**Aim of the task:** Set down all the lines below, each one exactly as shown.

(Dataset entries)
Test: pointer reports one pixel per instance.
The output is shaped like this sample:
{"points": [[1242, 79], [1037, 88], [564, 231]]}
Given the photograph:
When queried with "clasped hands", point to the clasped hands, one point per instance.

**Solution to the problem:**
Test: pointer reports one pixel per instance.
The output is shaped like this sample:
{"points": [[1242, 79], [1037, 88], [564, 231]]}
Given the photograph:
When queried with "clasped hands", point to the clasped hands, one point per instance.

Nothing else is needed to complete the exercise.